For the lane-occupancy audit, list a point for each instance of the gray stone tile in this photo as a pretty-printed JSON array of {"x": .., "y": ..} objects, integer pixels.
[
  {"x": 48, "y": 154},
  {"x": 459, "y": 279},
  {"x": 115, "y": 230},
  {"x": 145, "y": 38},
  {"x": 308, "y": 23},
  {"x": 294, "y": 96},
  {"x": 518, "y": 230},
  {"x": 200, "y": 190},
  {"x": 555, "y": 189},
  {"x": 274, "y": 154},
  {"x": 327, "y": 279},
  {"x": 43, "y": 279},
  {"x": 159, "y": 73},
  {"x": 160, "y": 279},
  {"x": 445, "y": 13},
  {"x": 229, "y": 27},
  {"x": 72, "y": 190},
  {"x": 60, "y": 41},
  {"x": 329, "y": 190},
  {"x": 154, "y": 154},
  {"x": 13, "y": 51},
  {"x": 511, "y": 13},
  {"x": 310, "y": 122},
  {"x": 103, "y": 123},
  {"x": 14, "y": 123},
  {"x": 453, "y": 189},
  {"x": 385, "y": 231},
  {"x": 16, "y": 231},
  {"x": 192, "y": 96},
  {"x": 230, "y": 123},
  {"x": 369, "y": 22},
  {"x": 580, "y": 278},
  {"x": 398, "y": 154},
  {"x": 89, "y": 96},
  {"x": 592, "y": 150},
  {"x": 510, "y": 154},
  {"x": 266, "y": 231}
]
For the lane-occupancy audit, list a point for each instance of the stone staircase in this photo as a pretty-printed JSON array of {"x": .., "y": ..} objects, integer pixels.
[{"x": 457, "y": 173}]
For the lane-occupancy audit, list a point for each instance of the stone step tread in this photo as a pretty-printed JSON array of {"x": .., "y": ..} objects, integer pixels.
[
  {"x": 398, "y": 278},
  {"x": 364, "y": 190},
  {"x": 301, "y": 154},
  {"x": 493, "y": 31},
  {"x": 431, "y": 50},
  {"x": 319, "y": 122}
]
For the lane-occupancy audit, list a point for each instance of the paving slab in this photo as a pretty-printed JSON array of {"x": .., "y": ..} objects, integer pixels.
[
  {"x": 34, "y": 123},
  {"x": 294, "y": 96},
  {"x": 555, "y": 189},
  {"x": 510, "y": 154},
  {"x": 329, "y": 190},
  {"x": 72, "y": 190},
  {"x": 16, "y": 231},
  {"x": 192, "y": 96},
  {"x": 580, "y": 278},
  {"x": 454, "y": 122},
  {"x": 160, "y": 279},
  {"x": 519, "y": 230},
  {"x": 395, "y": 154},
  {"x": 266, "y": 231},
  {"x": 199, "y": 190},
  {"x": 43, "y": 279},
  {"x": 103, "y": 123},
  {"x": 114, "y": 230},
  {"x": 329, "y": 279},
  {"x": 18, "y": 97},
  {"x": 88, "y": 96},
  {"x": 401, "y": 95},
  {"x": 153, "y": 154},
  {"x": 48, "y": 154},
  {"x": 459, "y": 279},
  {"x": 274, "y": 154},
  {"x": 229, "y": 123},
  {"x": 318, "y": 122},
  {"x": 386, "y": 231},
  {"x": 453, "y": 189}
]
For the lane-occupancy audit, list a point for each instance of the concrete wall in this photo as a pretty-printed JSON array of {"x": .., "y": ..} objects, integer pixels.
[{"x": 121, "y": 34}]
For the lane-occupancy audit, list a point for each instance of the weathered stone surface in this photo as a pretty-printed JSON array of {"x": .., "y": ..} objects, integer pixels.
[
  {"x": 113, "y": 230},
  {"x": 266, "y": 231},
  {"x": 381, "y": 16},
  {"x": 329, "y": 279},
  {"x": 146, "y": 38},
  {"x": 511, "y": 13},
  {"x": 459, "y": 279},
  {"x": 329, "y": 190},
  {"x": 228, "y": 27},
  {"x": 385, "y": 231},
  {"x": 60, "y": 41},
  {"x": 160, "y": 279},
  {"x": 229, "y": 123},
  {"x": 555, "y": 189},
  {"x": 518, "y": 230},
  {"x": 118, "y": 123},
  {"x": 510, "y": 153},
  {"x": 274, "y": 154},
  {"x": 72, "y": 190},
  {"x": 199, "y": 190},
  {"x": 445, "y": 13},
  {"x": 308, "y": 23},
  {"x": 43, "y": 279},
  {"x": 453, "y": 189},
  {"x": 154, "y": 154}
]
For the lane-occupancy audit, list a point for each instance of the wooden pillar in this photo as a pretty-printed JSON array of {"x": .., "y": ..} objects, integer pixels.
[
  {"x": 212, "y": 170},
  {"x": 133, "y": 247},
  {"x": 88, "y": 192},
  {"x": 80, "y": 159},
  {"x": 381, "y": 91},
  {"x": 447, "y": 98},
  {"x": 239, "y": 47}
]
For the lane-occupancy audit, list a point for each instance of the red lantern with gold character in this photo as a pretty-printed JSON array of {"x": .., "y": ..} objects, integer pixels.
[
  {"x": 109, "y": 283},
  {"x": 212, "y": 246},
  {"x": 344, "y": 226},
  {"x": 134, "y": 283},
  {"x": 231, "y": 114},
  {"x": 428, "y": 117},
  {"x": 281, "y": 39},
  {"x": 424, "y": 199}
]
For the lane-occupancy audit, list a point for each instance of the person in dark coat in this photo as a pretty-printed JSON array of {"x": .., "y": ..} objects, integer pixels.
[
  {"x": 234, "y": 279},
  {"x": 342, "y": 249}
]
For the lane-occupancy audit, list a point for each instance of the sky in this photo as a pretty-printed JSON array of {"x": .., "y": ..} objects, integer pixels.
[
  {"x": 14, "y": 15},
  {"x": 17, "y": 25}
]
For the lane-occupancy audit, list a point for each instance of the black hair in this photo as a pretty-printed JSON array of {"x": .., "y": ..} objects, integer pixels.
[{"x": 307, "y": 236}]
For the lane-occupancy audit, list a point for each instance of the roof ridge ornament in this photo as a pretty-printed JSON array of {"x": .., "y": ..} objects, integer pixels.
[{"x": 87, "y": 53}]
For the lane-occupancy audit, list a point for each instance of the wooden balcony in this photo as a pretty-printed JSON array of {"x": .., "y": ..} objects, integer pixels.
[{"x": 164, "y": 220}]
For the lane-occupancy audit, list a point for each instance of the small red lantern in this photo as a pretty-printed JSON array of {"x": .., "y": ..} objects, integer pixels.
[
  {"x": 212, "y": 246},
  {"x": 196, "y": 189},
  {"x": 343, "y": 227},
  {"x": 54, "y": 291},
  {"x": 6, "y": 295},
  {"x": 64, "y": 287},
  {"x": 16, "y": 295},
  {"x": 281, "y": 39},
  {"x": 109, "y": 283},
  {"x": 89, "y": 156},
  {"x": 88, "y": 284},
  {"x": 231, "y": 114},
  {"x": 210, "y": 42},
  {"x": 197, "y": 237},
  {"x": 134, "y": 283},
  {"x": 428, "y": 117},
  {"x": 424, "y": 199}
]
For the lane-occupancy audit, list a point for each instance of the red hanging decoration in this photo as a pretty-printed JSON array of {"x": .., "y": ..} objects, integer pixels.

::::::

- [Exercise instructions]
Output the full listing above word for word.

- [Output of the task]
For the lane-occupancy audit, list a point for each instance of the gray stone tile in this photo as a pretty-printed JSON array of {"x": .., "y": ..} objects, integer pixels.
[
  {"x": 48, "y": 154},
  {"x": 459, "y": 279},
  {"x": 115, "y": 230},
  {"x": 145, "y": 38},
  {"x": 308, "y": 23},
  {"x": 294, "y": 96},
  {"x": 518, "y": 230},
  {"x": 200, "y": 190},
  {"x": 555, "y": 189},
  {"x": 274, "y": 154},
  {"x": 327, "y": 279},
  {"x": 43, "y": 279},
  {"x": 159, "y": 73},
  {"x": 160, "y": 279},
  {"x": 445, "y": 13},
  {"x": 229, "y": 27},
  {"x": 72, "y": 190},
  {"x": 60, "y": 41},
  {"x": 329, "y": 190},
  {"x": 154, "y": 154},
  {"x": 13, "y": 51},
  {"x": 511, "y": 13},
  {"x": 310, "y": 122},
  {"x": 103, "y": 123},
  {"x": 14, "y": 123},
  {"x": 453, "y": 189},
  {"x": 385, "y": 231},
  {"x": 16, "y": 231},
  {"x": 192, "y": 96},
  {"x": 230, "y": 123},
  {"x": 369, "y": 22},
  {"x": 580, "y": 278},
  {"x": 398, "y": 154},
  {"x": 89, "y": 96},
  {"x": 592, "y": 150},
  {"x": 510, "y": 154},
  {"x": 266, "y": 231}
]
For the lane-occupancy audit, list a point for each instance of the stone staircase in this photo as a pretty-printed JSON array of {"x": .., "y": ..} objects, integer pixels.
[{"x": 457, "y": 173}]
For the lane-occupancy audit, list a point for each instance of the stone step tread in this photo as a pretty-printed JSON array of {"x": .., "y": ..} objects, integer pixels.
[
  {"x": 398, "y": 278},
  {"x": 364, "y": 190},
  {"x": 301, "y": 154},
  {"x": 493, "y": 31},
  {"x": 431, "y": 50},
  {"x": 319, "y": 122}
]
For the lane-occupancy audit, list a point for each instance of the paving slab in this photo as a pretty-printed JSON array of {"x": .., "y": ..} objects, integer pixels.
[
  {"x": 34, "y": 123},
  {"x": 294, "y": 96},
  {"x": 555, "y": 189},
  {"x": 510, "y": 154},
  {"x": 329, "y": 190},
  {"x": 72, "y": 190},
  {"x": 16, "y": 231},
  {"x": 192, "y": 96},
  {"x": 580, "y": 278},
  {"x": 454, "y": 122},
  {"x": 160, "y": 279},
  {"x": 519, "y": 230},
  {"x": 395, "y": 154},
  {"x": 266, "y": 231},
  {"x": 199, "y": 190},
  {"x": 43, "y": 279},
  {"x": 103, "y": 123},
  {"x": 114, "y": 230},
  {"x": 329, "y": 279},
  {"x": 18, "y": 97},
  {"x": 88, "y": 96},
  {"x": 401, "y": 95},
  {"x": 153, "y": 154},
  {"x": 48, "y": 154},
  {"x": 459, "y": 279},
  {"x": 274, "y": 154},
  {"x": 229, "y": 123},
  {"x": 318, "y": 122},
  {"x": 386, "y": 231},
  {"x": 453, "y": 189}
]
For the lane-occupancy audit, list a point for each instance of the concrete wall in this photo as a pretty-printed JSON array of {"x": .., "y": ..} objects, integer pixels.
[{"x": 121, "y": 34}]
For the lane-occupancy audit, list a point for each instance of the weathered stone surface in this photo as a pretty-printed JSON array of {"x": .., "y": ..} objects, integer pixels.
[
  {"x": 113, "y": 230},
  {"x": 266, "y": 231},
  {"x": 381, "y": 16},
  {"x": 329, "y": 279},
  {"x": 146, "y": 38},
  {"x": 511, "y": 13},
  {"x": 459, "y": 279},
  {"x": 329, "y": 190},
  {"x": 228, "y": 27},
  {"x": 385, "y": 231},
  {"x": 60, "y": 41},
  {"x": 160, "y": 279},
  {"x": 229, "y": 123},
  {"x": 555, "y": 189},
  {"x": 518, "y": 230},
  {"x": 118, "y": 123},
  {"x": 510, "y": 153},
  {"x": 274, "y": 154},
  {"x": 72, "y": 190},
  {"x": 199, "y": 190},
  {"x": 445, "y": 13},
  {"x": 308, "y": 23},
  {"x": 43, "y": 279},
  {"x": 453, "y": 189},
  {"x": 154, "y": 154}
]
For the lane-occupancy audit, list a point for each instance of the wooden pillar in this photo as a pretty-printed JSON array of {"x": .., "y": ..} objects, integer pixels.
[
  {"x": 212, "y": 170},
  {"x": 133, "y": 247},
  {"x": 88, "y": 192},
  {"x": 80, "y": 159},
  {"x": 381, "y": 91},
  {"x": 447, "y": 98},
  {"x": 239, "y": 47}
]
For the lane-occupancy audit, list a point for each instance of the red lantern with gold character in this photo as a pretty-printed JSON array of {"x": .., "y": ..} objects, integer pixels.
[
  {"x": 109, "y": 283},
  {"x": 212, "y": 246},
  {"x": 344, "y": 226},
  {"x": 134, "y": 283},
  {"x": 231, "y": 114},
  {"x": 428, "y": 117},
  {"x": 281, "y": 39},
  {"x": 424, "y": 199}
]
For the lane-occupancy audit, list a point for each instance of the person in dark coat in this photo as a pretty-printed JSON array of {"x": .., "y": ..} objects, integer pixels.
[
  {"x": 234, "y": 279},
  {"x": 342, "y": 249}
]
For the lane-occupancy audit, list a point for each instance of the sky in this photo as a pretty-printed JSON array of {"x": .., "y": ..} objects, integer pixels.
[
  {"x": 14, "y": 15},
  {"x": 17, "y": 25}
]
For the lane-occupancy audit, list a point for each instance of the black hair in this photo as a pretty-printed JSON array of {"x": .., "y": ..} objects, integer pixels.
[{"x": 307, "y": 236}]
For the lane-occupancy audit, list a point for each instance of the roof ridge ornament in this photo as a pretty-printed JSON array of {"x": .., "y": ..} objects, integer pixels.
[{"x": 87, "y": 53}]
For the lane-occupancy audit, list a point for each instance of the wooden balcony in this photo as a pretty-printed JSON array of {"x": .., "y": ..} objects, integer pixels.
[{"x": 164, "y": 220}]
For the lane-occupancy audit, list a point for each instance of the small red lantern in this photo as a pretty-printed JSON array of {"x": .., "y": ..} objects, integer pixels.
[
  {"x": 212, "y": 246},
  {"x": 196, "y": 189},
  {"x": 343, "y": 227},
  {"x": 54, "y": 291},
  {"x": 6, "y": 295},
  {"x": 64, "y": 287},
  {"x": 16, "y": 295},
  {"x": 281, "y": 39},
  {"x": 109, "y": 283},
  {"x": 89, "y": 156},
  {"x": 88, "y": 284},
  {"x": 231, "y": 114},
  {"x": 210, "y": 42},
  {"x": 197, "y": 237},
  {"x": 134, "y": 283},
  {"x": 428, "y": 117},
  {"x": 424, "y": 199}
]
For the lane-occupancy audit, list a point for each instance of the red hanging decoration in this photo as a pretty-printed JSON array of {"x": .., "y": ..} objects, integer pixels.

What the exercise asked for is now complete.